**Set task a**.
Pull out every line of the entries that come after the piece on California wine, word for word, and leave the pictures out.

**Document extract**.

━━━━

For years now, there has been a rising chorus that has been telling us that California wines have lost their ways, and that only a few “johnny come lately” winemakers know the truth and are going to pull our chestnuts out of the fire. California wines, we are told, are a drag on the market. California wines are backing up in the warehouses because no one except a few dunces locally and in Omaha will buy them. California wine is no longer welcome, we are told, in New York or Chicago. It has been replaced by wine from the south of Spain and the north of Italy and the Greek Islands and anywhere in the Old World, because the know-nothings in the New World really never knew how to make wine and now they are proving it by making overoaked, overripe, too hot, prune juice and fruit bombs.

Everyone who is anything knows what is going on, and that is why even in San Francisco, you find restaurants like Commonwealth and 1760 and a host of others that would not sell a California wine if their lives depended on it unless those wines were made by the new kids on the block.

All of this Sturm and Drang, of course, is self-serving. It is a way of saying, “we are classicists” and cannot accept variations on the theme. Take Pinot Noir, for instance. There is a classic model for Pinot Noir because, until the grape migrated to the New World, no one in Europe save for the Burgundians had any reasonable idea how to make the grape into exciting wine. Hence, Burgundy not just as the classic model, but Burgundy as the only model.

Enter California and New Zealand and Australia, and, lo and behold, with no centuries-old rules to keep them from learning new tricks, good Pinot Noir sprouted in those places. At first, they were accepted as new and wonderful, but sooner than later, the classicists raised their voices and the notion of good but different became different and too ripe, and therefore, not so good.

Okay, I am guilty of the same things in my life. We all are at times. We get used to things. We speak of the good old days. We even train our kids to think of the good old days. Most of them ignore us, of course, and as I write this, I am wondering how many people reading these words ever saw Chuck Berry live or Dizzy Gillespie in his prime?

So, here is what is bugging me. The San Francisco Chronicle issued its annual Top 100 Wines, and then proclaimed that the Golden Age of Wine had finally arrived in California. And I got a response to my editorial comments about the WSJ denigrating Zinfandel in which the respondent claimed to be on the side of the angels and they went on to say that he just discovered that California wines do, in fact, age in the bottle. I may have been a little bit short with him, and, if so, I apologize. Discovery is a wonderful thing, even when you think you have just invented the wheel.

━━━━

**Record list**.
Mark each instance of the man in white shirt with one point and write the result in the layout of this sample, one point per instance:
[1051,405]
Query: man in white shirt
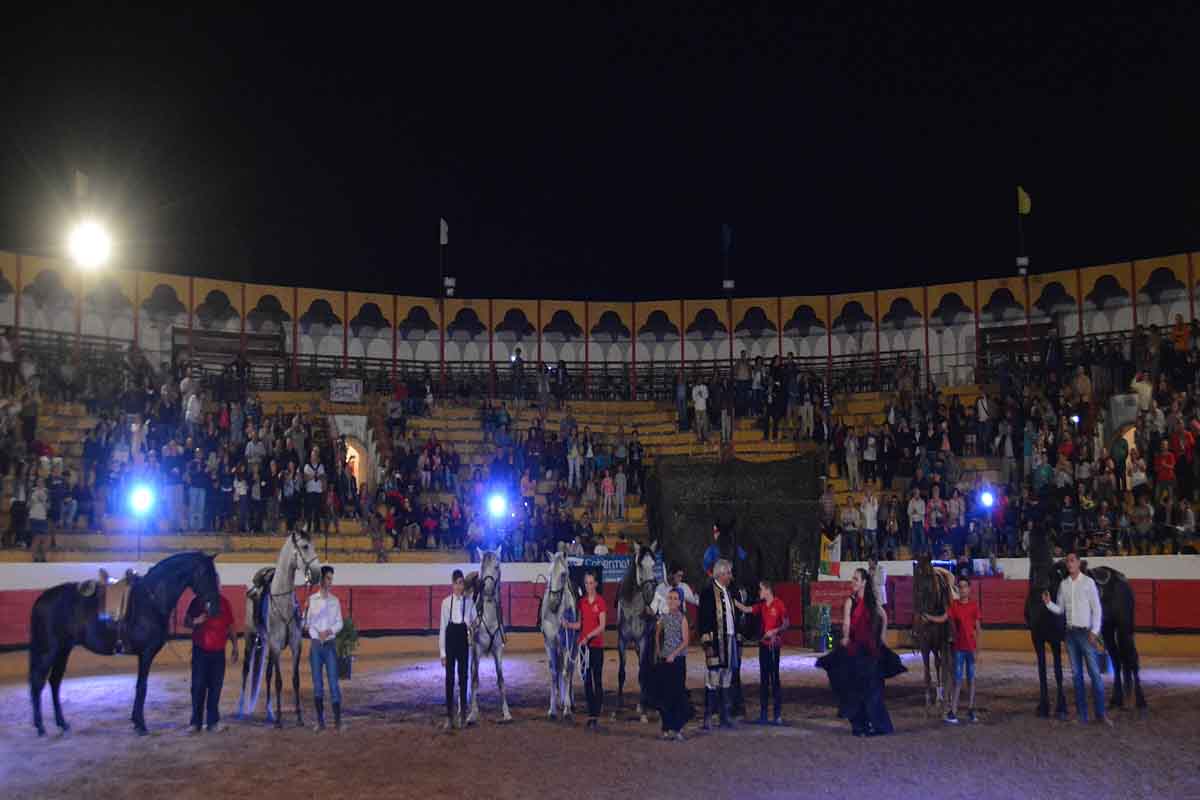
[313,486]
[323,620]
[673,583]
[700,405]
[1080,602]
[870,513]
[454,635]
[917,523]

━━━━

**Set task b**.
Write the next part of the commentary on California wine, starting after its last sentence.

**Expected output a**.
Mark each instance of the man in white shirt with one point and write the result in the layout of this sample, one point per instance:
[1051,405]
Query: man in white shirt
[313,486]
[323,620]
[673,583]
[700,405]
[1080,602]
[870,513]
[454,635]
[917,523]

**Expected output b**.
All I ask is a little humility. Please don’t think that because you are in you mid-30s and someone gave you a wine column, that you are in the midst of discovering the world is not flat. Generations before you knew that. Sure, it’s new to you, this notion that Zinfandel can age. Sure, its new to you that there are lighter styled wines being made in California. Their existence may be a discovery to you, but they were there all along. You just did not know it.

Is California wine better than it has ever been? It is if you just discovered that Russian River Pinot Noir can be ethereal. It is if you have just discovered that not all Chardonnays taste alike. It is if you have discovered that a batch of new wineries making lighter wines did not invent acidity.

But it isn’t if you still think that all California wines are 15% alcohol and higher. It isn’t if you won’t put California sparkling wines on your restaurant wine list because you still think that they are all low in acidity and too sweet. And it isn’t if you have never heard of the wines of Cathy Corison or Bill Dyer or Steve MacRostie or Joel Peterson or Paul Draper or David Ramey or Larry Hyde or Dan Lee or Susan and Jonathan Pey, Dan Goldfield, Greg Bjornstad, Merry Edwards, Bob Cabral. It isn’t if you have never tasted the wines of Dry Creek Vineyard, Marimar Estate, Cuvaison, Testarossa, Gary Farrell, Saintsbury, Truchard.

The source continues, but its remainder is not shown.